Available records:
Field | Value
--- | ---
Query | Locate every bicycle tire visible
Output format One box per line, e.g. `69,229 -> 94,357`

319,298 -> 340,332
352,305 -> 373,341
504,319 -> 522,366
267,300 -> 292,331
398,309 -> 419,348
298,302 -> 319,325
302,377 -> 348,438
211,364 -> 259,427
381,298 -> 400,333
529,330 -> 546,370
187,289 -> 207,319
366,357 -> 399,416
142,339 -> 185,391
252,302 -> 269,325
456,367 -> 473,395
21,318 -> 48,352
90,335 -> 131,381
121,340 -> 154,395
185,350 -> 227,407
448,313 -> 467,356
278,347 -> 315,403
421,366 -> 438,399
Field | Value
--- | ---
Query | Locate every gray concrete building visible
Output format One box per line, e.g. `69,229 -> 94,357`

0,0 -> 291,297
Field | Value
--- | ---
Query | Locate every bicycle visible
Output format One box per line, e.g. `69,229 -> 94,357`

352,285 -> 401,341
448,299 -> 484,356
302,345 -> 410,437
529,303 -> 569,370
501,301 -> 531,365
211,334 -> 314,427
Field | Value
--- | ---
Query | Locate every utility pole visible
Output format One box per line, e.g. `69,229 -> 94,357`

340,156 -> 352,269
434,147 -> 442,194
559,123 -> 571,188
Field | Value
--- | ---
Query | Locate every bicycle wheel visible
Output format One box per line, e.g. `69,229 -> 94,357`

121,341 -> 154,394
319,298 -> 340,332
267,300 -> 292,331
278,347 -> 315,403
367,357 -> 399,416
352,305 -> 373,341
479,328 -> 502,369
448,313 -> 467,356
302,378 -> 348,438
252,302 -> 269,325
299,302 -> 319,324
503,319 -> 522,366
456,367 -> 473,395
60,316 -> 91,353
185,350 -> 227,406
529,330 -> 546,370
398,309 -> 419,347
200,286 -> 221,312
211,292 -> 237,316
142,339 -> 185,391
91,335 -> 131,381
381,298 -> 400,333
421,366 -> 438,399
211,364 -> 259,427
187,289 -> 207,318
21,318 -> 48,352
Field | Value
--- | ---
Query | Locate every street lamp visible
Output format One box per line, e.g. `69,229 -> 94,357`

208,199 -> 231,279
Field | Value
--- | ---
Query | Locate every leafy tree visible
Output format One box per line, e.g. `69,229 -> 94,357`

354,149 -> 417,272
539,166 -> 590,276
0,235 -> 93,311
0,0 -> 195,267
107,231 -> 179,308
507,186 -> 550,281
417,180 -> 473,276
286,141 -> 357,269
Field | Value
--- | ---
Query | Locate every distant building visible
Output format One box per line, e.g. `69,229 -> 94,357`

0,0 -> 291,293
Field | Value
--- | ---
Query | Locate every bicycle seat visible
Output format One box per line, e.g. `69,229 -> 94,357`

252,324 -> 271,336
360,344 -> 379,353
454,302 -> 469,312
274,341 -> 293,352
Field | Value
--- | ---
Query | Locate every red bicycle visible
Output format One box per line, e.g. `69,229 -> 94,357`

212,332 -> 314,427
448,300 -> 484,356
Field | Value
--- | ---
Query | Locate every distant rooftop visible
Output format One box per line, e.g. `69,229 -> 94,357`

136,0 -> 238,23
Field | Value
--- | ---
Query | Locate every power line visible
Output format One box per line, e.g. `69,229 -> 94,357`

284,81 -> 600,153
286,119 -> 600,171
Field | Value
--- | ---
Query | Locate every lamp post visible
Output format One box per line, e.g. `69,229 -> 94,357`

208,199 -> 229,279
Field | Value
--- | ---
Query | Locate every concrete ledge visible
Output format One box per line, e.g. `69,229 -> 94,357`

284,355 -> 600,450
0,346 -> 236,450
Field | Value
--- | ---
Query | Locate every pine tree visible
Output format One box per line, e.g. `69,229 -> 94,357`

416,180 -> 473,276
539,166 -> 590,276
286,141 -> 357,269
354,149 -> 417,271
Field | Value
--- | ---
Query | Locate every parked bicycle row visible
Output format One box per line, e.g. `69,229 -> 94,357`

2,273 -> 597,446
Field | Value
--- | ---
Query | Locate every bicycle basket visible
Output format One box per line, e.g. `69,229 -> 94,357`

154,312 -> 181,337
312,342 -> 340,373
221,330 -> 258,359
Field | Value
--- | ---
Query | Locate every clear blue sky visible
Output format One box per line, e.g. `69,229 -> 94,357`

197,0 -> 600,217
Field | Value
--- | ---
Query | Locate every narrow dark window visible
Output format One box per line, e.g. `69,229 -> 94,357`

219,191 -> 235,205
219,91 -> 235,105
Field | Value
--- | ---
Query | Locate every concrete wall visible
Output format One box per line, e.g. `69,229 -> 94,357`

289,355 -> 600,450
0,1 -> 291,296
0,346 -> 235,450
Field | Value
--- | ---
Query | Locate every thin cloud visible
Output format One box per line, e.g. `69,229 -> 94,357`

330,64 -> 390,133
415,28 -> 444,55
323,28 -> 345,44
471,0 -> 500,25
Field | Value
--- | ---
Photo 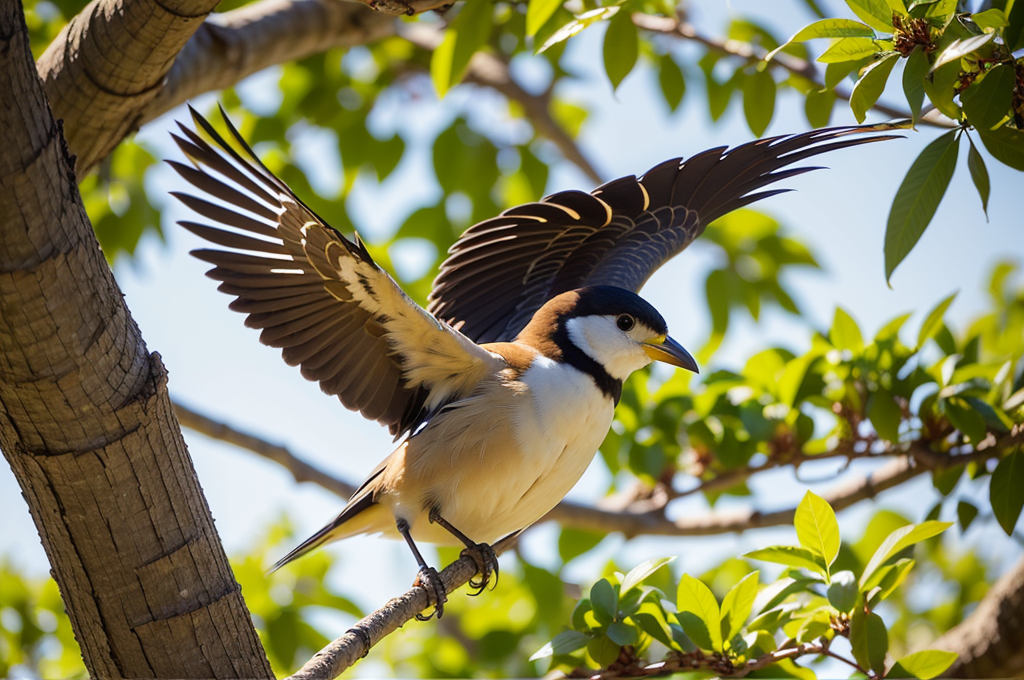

Goal:
Give the part of the rows that opens at the very start and closes with the line containing "0,0 -> 291,297", both ends included, as a two-column CSV with the headers text and answer. Use one CSV line per row, and put each value in a single quoted field with its line breaks turned into spaces.

Correct response:
text,answer
"Field | Value --- | --- Query | Locate every bicycle tire visible Output format One box per line, e.g. `69,229 -> 94,357`","319,298 -> 340,332 352,305 -> 373,341 504,319 -> 522,366 267,300 -> 292,331 398,309 -> 419,348 298,302 -> 319,325 302,377 -> 348,438 211,364 -> 259,427 381,298 -> 400,333 529,330 -> 546,370 187,289 -> 207,319 366,357 -> 399,416 142,339 -> 185,391 252,302 -> 269,325 456,367 -> 473,395 21,318 -> 48,352 90,335 -> 131,381 121,340 -> 154,395 185,350 -> 227,407 448,313 -> 467,356 278,347 -> 315,403 421,366 -> 438,399"
"Field | Value --- | --- Query | Locate every gray concrete building visible Output format One box per line, e.g. `69,229 -> 94,357`","0,0 -> 291,297"